> **Items**:
+ + + +
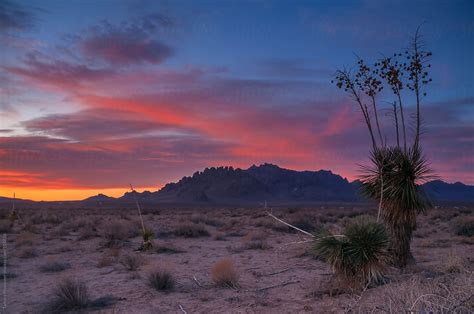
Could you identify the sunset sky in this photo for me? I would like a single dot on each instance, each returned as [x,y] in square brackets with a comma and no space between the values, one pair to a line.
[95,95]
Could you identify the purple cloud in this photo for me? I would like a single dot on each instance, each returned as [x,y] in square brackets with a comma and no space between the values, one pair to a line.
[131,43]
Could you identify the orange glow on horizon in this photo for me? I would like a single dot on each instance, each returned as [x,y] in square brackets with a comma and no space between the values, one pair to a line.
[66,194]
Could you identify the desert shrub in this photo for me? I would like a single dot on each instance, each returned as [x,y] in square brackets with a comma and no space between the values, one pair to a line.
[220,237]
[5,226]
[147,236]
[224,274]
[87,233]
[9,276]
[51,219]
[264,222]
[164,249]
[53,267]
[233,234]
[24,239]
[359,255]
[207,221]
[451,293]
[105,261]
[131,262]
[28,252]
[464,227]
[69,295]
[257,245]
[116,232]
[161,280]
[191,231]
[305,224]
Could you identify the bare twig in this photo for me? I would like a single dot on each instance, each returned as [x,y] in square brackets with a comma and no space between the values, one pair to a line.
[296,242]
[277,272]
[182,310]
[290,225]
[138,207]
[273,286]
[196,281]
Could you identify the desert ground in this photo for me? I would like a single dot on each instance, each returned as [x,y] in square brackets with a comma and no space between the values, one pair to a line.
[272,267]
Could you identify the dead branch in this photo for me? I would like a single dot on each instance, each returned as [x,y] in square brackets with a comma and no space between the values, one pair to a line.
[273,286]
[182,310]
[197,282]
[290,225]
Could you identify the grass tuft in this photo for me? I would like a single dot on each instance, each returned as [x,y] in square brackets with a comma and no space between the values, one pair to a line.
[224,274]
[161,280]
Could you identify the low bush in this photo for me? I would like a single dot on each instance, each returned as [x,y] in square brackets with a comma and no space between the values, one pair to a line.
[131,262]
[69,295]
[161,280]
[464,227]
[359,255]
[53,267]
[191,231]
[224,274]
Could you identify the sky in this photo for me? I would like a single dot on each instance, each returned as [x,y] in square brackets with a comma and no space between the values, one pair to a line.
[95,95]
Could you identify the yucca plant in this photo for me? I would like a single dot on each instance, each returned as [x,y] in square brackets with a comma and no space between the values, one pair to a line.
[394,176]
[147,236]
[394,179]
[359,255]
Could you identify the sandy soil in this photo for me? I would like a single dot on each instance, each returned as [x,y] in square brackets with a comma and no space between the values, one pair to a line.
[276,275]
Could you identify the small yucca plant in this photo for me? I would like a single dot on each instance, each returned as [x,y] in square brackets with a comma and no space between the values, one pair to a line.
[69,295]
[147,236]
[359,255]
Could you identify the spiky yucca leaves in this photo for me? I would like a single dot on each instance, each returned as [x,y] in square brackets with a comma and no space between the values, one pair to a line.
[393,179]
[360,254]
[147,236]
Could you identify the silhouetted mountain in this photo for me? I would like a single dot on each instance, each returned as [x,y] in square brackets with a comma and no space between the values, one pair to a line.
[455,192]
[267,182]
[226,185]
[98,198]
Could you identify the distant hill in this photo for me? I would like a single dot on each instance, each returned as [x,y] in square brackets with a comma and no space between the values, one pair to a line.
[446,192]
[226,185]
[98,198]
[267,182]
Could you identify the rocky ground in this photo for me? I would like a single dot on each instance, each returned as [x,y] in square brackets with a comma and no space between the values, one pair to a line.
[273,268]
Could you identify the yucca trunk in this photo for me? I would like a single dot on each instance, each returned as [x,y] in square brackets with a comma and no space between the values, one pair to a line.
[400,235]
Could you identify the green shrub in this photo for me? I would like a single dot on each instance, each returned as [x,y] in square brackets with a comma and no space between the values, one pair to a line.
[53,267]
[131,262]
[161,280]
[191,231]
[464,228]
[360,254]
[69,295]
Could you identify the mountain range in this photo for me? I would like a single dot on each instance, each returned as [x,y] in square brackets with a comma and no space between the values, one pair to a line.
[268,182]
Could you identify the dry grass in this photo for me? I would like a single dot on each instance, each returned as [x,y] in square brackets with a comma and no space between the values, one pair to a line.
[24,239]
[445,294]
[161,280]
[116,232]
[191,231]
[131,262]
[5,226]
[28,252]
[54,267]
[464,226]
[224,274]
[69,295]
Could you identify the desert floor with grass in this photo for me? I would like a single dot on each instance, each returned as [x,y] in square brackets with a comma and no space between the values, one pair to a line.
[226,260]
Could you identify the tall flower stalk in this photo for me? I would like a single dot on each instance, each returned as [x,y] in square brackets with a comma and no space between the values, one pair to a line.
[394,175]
+ + + +
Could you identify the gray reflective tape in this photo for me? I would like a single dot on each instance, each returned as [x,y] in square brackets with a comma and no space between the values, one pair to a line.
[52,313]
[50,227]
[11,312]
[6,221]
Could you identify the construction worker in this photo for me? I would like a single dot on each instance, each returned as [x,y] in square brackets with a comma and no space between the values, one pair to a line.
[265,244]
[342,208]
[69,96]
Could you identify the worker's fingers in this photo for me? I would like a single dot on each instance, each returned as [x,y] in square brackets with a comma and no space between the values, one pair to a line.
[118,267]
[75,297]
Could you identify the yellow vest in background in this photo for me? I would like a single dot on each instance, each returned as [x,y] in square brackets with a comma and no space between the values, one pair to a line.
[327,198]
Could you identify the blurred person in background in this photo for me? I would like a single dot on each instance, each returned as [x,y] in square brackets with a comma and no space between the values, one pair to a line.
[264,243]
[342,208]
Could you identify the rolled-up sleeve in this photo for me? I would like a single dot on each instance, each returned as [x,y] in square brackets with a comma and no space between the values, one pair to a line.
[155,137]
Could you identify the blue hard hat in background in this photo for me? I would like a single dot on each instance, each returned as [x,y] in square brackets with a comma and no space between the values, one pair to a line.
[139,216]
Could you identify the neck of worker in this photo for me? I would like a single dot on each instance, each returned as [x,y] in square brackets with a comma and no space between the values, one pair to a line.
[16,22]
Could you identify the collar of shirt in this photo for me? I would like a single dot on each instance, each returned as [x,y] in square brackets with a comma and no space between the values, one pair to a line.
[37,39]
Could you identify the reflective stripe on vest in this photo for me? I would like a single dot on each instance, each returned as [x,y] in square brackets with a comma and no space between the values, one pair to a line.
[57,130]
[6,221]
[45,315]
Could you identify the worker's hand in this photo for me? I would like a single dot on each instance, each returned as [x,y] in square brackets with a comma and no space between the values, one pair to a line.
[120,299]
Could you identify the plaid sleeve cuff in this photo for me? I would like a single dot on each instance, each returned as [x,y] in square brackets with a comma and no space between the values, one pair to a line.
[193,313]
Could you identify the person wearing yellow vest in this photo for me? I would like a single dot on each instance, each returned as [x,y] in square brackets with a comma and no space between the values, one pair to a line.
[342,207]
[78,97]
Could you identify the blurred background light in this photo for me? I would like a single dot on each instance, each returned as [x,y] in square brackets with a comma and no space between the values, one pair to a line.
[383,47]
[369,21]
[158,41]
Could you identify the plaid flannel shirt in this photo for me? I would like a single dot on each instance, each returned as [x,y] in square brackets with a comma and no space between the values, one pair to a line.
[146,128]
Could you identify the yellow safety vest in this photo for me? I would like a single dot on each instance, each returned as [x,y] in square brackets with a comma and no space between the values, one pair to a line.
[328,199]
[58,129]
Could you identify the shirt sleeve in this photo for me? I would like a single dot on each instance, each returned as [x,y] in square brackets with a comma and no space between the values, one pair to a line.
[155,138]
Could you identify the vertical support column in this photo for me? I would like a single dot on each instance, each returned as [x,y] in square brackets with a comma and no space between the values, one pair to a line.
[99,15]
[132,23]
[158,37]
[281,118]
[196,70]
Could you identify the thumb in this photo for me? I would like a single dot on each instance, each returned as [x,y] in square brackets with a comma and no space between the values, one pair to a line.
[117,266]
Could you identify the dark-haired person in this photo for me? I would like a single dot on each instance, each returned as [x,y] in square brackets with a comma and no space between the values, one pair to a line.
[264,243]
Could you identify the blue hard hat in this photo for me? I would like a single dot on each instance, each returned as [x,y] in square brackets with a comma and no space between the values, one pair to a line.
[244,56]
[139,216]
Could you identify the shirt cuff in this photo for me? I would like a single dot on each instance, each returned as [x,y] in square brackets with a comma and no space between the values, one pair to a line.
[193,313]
+ + + +
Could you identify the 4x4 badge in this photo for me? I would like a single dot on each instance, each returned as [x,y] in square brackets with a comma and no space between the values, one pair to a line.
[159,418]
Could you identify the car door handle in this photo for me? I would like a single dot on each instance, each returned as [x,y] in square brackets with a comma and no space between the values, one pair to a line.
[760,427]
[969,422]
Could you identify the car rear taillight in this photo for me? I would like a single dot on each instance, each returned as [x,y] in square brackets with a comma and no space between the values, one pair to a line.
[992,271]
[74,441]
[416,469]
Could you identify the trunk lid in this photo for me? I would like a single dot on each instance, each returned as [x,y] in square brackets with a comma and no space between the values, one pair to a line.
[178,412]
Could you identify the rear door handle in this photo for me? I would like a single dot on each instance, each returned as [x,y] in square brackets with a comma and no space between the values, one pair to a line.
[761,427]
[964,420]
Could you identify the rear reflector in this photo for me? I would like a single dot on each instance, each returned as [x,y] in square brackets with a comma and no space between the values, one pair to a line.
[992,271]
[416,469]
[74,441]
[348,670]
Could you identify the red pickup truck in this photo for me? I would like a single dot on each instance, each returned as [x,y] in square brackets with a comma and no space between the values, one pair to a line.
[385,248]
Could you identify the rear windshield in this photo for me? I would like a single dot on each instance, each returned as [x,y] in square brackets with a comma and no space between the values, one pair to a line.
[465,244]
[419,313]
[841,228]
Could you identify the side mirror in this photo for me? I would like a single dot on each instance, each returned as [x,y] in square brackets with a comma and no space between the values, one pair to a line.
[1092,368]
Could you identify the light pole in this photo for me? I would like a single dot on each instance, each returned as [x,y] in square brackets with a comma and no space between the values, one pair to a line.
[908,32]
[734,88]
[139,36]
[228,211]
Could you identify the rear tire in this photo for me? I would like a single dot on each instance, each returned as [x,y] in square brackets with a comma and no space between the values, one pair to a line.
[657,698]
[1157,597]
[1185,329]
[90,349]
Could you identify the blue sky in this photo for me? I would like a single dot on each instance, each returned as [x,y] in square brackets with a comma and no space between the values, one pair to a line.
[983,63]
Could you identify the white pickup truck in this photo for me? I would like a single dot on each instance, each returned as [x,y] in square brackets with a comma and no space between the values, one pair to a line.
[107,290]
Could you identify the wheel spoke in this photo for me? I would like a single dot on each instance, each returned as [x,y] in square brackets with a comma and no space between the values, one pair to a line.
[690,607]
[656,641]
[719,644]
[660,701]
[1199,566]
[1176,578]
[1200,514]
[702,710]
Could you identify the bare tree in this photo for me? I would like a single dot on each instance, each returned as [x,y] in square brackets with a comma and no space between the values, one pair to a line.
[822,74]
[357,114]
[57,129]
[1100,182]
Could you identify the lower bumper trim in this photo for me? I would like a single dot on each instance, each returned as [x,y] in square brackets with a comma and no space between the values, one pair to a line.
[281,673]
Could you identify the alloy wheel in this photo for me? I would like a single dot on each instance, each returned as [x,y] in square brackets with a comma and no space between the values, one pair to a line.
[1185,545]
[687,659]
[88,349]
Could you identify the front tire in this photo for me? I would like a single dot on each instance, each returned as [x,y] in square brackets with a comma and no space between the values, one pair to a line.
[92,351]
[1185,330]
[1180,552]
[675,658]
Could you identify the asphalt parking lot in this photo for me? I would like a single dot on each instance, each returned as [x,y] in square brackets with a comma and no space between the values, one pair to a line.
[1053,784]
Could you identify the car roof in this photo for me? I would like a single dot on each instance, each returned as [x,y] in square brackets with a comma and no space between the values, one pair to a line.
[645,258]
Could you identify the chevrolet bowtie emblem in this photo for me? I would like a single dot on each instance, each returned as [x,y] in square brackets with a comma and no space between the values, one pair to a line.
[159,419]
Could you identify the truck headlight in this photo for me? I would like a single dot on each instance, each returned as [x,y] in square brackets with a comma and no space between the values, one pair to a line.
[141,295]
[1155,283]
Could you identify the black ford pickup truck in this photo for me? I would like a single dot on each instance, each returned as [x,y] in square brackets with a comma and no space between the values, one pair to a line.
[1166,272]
+ + + +
> **Required work**:
Return every line of the records above that contains the word "yucca". Copy each one unchanged, in its original order, one per line.

> **Answer for this exercise**:
Could you identify the yucca plant in this photo for me? I would like a single dot on each instance, each returned as [x,y] in square brackets with a comma and no space between the values, one pair to a line.
Could you identify the small yucca plant in this photo for me? I would like a single dot on each instance, each returned as [x,y] in square brackets with a comma and no space between the values, one pair to a line.
Could you identify the spiky yucca leaves in this photo for me? I would like a single dot on each instance, each returned as [x,y] in square brackets with a comma and no space between the values, one pair to a line.
Could you identify the yucca trunk in this photo for me? I would like a single dot on each instance, each returned as [x,y] in square brackets with a comma and no space between the values, one pair to a line.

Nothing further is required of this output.